Records from a data source
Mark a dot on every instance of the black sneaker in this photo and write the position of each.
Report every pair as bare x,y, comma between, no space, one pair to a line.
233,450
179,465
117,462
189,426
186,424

Your task:
Every word of every entry must be returned as it appears.

Result:
Mark a dot on every instance of the black sneaker in this photo and write the position of each.
Report every pair as bare x,y, comma between, no space, one pair to a line.
233,450
179,465
117,462
189,426
186,424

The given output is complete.